Material provided:
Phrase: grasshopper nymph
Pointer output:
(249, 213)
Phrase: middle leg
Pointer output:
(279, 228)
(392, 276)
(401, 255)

Aim of the exercise: Each record must be reproduced exactly, with nothing missing.

Output:
Phrase: grasshopper nymph
Pointer output:
(249, 213)
Phrase: middle leg
Pointer output:
(279, 228)
(392, 276)
(401, 255)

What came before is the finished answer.